» 課題の内容:
**a)** チャート理論の活かし方についての文章から、「チャートの理論を売買の実践でどう活かすか」から「書は読み物に近い実用書です。」までを、両端の語句も含めて一字一句そのまま書き写してください。
**b)** チャート理論を売買に活かす本を紹介した文章を、最後の文の後から続けて書いてください。

» 読む文章:
******************************
チャートの理論を売買の実践でどう活かすか
これまで株価チャートに関する本を数冊執筆してきました。いずれも、チャートの理論を紹介するテキスト的な内容でしたが、本書「<株>ケイ線・チャートで儲けるしくみ」はこれまでとは異なる展開を試みています。チャートの見方の基本はもちろん紹介していますが、テキストというよりも、本書は読み物に近い実用書です。
テーマは、「チャートの理論を売買の実践にどう活かすか」。つまり、その理論を利益に結びつけるためには、チャートのどこを見て、売買のどんなシーンでそれをどう使えばいいのか、です。
******************************
» 表示された行:

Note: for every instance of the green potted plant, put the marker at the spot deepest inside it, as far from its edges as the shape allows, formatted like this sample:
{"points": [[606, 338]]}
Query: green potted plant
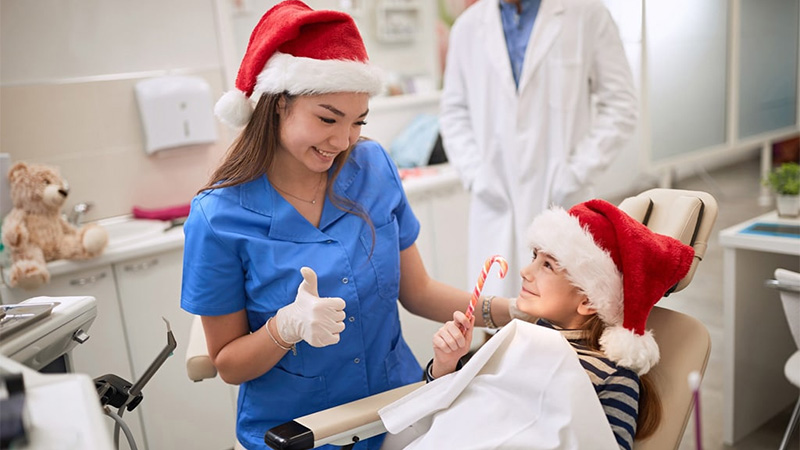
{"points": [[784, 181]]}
******************************
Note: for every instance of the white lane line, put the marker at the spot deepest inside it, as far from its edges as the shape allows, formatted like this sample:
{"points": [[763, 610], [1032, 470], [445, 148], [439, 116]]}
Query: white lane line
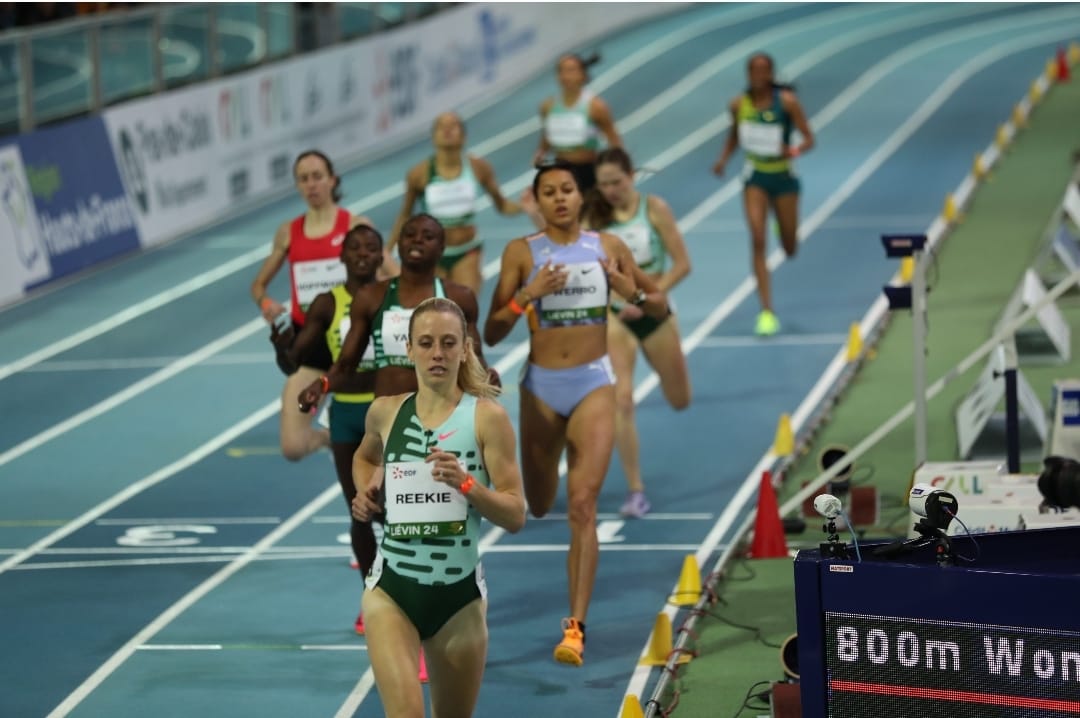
******************************
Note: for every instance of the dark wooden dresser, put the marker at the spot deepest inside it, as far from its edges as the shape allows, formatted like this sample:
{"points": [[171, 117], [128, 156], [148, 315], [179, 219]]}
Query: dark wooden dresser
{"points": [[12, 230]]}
******************************
» 解答一覧:
**a)**
チャートの理論を売買の実践でどう活かすか
これまで株価チャートに関する本を数冊執筆してきました。いずれも、チャートの理論を紹介するテキスト的な内容でしたが、本書「<株>ケイ線・チャートで儲けるしくみ」はこれまでとは異なる展開を試みています。チャートの見方の基本はもちろん紹介していますが、テキストというよりも、本書は読み物に近い実用書です。

**b)**
後々になってチャートを見れば、確かに理論が示す通り、上昇局面の初期段階には強気パターンが現れ、下降局面の初期段階には弱気パターンが現れています。ならば、そのパターン通りにポジションを取ればラクラク儲かるはずですが、実際にはそうはいきません。それは何故か。チャート分析の目的である「継続するトレンドの中でより有利に取引する」ことを目指すにはどうすればよいのか。チャートの理論の原点に立ち戻って考察しています。
株価チャートというと、“買いシグナル”“売りシグナル”がとかく注目の対象になりがちですが、売買シグナルばかりが株価チャートの使い途ではありません。本書をご一読いただけば、売買の実践に使うチャートの理論の要諦がわかります。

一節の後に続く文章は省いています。